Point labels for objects
════════
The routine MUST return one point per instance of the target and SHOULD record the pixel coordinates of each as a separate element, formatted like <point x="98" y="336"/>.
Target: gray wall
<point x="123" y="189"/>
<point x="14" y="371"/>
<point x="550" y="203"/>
════════
--- EXERCISE BRIEF ---
Rescale the items above by writing out every line again, requests included. Multiply each x and y coordinate in the answers by 0.3 and round to the nearest whole number, with halves rounding up. Leave any numbers in the requests unchanged.

--- ANSWER FOR THE TASK ---
The routine MUST return one point per instance of the target and SHOULD record the pixel coordinates of each as a separate element, formatted like <point x="98" y="336"/>.
Target: gray wall
<point x="37" y="57"/>
<point x="4" y="111"/>
<point x="165" y="61"/>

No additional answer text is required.